(begin)
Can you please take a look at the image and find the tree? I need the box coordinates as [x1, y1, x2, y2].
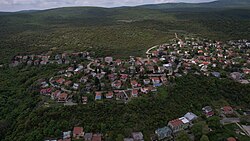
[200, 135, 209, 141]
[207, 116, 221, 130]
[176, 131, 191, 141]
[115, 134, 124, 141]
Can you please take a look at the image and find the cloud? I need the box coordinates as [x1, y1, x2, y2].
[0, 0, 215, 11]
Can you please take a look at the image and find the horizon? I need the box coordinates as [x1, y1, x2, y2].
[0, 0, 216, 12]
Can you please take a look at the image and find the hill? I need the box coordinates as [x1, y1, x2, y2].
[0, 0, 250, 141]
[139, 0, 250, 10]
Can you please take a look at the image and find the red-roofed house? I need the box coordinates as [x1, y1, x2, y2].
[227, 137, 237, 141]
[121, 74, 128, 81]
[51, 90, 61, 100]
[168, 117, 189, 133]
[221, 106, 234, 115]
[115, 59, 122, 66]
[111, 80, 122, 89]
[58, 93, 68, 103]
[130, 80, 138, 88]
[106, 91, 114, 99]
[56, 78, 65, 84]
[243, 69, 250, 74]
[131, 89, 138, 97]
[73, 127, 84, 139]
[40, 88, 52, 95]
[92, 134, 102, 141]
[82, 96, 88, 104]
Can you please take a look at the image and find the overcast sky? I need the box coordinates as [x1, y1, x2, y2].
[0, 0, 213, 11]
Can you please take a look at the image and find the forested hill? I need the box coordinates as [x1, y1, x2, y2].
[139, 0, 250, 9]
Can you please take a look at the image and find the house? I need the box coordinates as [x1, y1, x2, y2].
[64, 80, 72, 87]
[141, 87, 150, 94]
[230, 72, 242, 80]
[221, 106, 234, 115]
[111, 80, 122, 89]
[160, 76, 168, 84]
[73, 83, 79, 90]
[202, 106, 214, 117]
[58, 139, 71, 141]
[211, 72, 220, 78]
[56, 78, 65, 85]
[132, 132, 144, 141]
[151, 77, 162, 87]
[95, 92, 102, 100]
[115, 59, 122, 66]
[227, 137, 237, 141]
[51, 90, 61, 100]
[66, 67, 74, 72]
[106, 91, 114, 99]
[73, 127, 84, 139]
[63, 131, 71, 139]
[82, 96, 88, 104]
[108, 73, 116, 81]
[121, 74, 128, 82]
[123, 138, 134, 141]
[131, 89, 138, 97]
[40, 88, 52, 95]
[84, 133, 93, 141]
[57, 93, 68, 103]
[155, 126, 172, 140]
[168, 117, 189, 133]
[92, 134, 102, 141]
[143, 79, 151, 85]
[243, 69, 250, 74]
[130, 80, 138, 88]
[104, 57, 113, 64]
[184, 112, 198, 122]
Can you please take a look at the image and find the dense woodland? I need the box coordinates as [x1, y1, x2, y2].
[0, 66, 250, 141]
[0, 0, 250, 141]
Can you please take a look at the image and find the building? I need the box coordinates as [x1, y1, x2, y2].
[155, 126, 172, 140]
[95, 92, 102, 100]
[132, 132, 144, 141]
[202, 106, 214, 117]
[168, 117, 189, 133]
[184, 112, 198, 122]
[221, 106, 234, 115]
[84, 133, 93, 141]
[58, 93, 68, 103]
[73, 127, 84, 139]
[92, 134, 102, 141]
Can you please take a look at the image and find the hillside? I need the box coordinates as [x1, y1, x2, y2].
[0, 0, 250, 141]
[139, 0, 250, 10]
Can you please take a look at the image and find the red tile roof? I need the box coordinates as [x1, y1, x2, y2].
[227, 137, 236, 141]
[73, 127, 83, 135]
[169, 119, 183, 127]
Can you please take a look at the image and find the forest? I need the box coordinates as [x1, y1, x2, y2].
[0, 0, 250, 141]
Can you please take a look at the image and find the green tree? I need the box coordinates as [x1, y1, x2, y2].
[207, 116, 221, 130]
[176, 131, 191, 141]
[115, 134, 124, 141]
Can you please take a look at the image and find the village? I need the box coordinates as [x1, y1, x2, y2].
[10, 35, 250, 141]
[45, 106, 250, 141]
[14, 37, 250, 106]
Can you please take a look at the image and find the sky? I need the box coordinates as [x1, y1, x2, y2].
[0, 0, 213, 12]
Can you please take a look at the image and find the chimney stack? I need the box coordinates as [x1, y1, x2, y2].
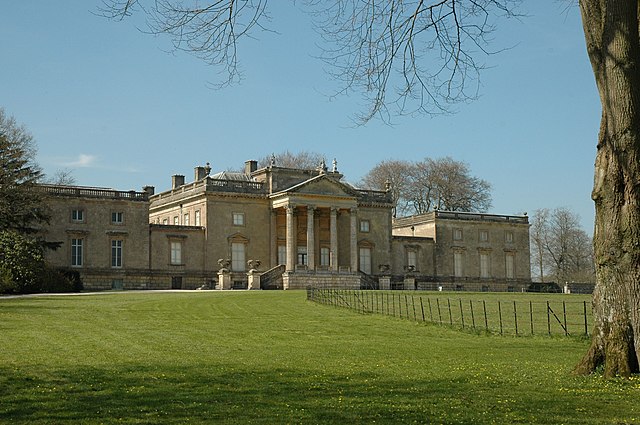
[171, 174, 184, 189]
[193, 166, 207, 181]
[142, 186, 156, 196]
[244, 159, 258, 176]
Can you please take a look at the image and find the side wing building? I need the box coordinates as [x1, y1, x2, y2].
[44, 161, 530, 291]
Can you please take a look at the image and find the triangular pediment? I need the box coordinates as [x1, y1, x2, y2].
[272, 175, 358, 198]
(end)
■ Task description: Reproduce all of the items above with every occurrence of "box coordinates" switched to "bounding box coordinates" and nothing else altered. Leave the pictures out.

■ Reply to the task:
Can you please take a look at the image and find the tree? I need the bounding box coordinates as [x1, y1, x2, y2].
[200, 135, 209, 141]
[207, 116, 221, 130]
[176, 131, 191, 141]
[115, 134, 124, 141]
Can you please take a look at the image and find the cloud? I need the bounding box coordinates as [x1, y1, x2, y2].
[0, 0, 215, 11]
Can you please take a look at the image and find the horizon? I need the bounding box coordinates as [x1, y1, x2, y2].
[0, 0, 216, 12]
Can you please take a look at the image and find the hill? I need the bounding box coordinates as [x1, y1, x2, y2].
[0, 0, 250, 141]
[139, 0, 250, 10]
Can you please take a look at the image and find the red-roofed house? I need the bounding box coordinates as [x1, y1, x2, y2].
[227, 137, 237, 141]
[121, 74, 128, 81]
[51, 90, 61, 100]
[168, 117, 189, 133]
[221, 106, 234, 115]
[115, 59, 122, 66]
[111, 80, 122, 89]
[58, 93, 68, 103]
[130, 80, 138, 88]
[106, 91, 114, 99]
[56, 78, 65, 84]
[243, 69, 250, 74]
[131, 89, 138, 97]
[73, 127, 84, 139]
[40, 88, 52, 95]
[92, 134, 102, 141]
[82, 96, 88, 104]
Can you please take a look at the image and find the overcast sky? I need the bounding box coordinates as [x1, y1, x2, y2].
[0, 0, 213, 11]
Can you please take a look at the image and find the forested hill? I need the bounding box coordinates as [x1, y1, x2, y2].
[139, 0, 250, 9]
Can you please take a look at the image and find the house? I need the bounding box coordinates as [x1, y1, x2, y2].
[64, 80, 72, 87]
[141, 87, 150, 94]
[230, 72, 242, 80]
[221, 106, 234, 115]
[111, 80, 122, 89]
[160, 76, 168, 84]
[73, 83, 79, 90]
[202, 106, 214, 117]
[58, 139, 71, 141]
[211, 72, 220, 78]
[56, 78, 65, 85]
[132, 132, 144, 141]
[151, 77, 162, 87]
[95, 92, 102, 100]
[115, 59, 122, 66]
[227, 137, 237, 141]
[51, 90, 61, 100]
[66, 67, 74, 72]
[106, 91, 114, 99]
[73, 127, 84, 139]
[63, 131, 71, 139]
[82, 96, 88, 104]
[108, 73, 116, 81]
[121, 74, 128, 82]
[123, 138, 134, 141]
[131, 89, 138, 97]
[40, 88, 52, 95]
[84, 133, 93, 141]
[57, 93, 68, 103]
[155, 126, 172, 140]
[168, 117, 189, 133]
[92, 134, 102, 141]
[143, 79, 151, 85]
[243, 69, 250, 74]
[130, 80, 138, 88]
[104, 57, 113, 64]
[184, 112, 198, 122]
Can you please take a look at the image and find the dense woodland? I need the bounding box coordinates as [x1, y1, x2, y2].
[0, 66, 250, 141]
[0, 0, 250, 141]
Can you please take a look at the image and find the building? I need the bounding box coordinates as [x1, y1, x2, y2].
[155, 126, 172, 140]
[95, 92, 102, 100]
[132, 132, 144, 141]
[202, 106, 214, 117]
[168, 117, 189, 133]
[184, 112, 198, 122]
[221, 106, 234, 115]
[84, 133, 93, 141]
[58, 93, 68, 103]
[73, 127, 84, 139]
[92, 134, 102, 141]
Can you please take a look at the image and find the hillside? I need the bounding box coordinates as [x1, y1, x2, y2].
[0, 0, 250, 141]
[139, 0, 250, 10]
Can you please take a look at the image and find the red tile roof? I need the bounding box coordinates as [x1, y1, x2, y2].
[227, 137, 236, 141]
[73, 127, 83, 135]
[169, 119, 183, 127]
Can you please take a look at the image and find the forest? I need the bounding box coordinates as [x1, y1, x2, y2].
[0, 0, 250, 141]
Can you please take a look at the image and find the green tree? I need the bounding box coordinates as [x1, y1, x2, y2].
[207, 116, 221, 130]
[176, 131, 191, 141]
[115, 134, 124, 141]
Can you please take a look at the image and find the village? I need the bounding box coordinates as [x1, y1, x2, y2].
[10, 35, 250, 141]
[45, 106, 250, 141]
[14, 37, 250, 106]
Can you please take a look at the image and find the sky? I need the bounding box coordinates as [x1, y1, x2, y2].
[0, 0, 213, 12]
Can you please take a look at the image and find the chimney stack? I need the bounding box coordinates as [x1, y1, x2, y2].
[171, 174, 184, 189]
[193, 166, 207, 181]
[142, 186, 156, 196]
[244, 159, 258, 176]
Can you please take a look at the image and find the side wing building? I need the bounding box coordinates as [x1, y1, x2, y2].
[44, 161, 530, 291]
Can you please take a look at the image and find the triangular pediment? I need the bounding box coordinates as [x1, y1, x2, y2].
[272, 175, 358, 198]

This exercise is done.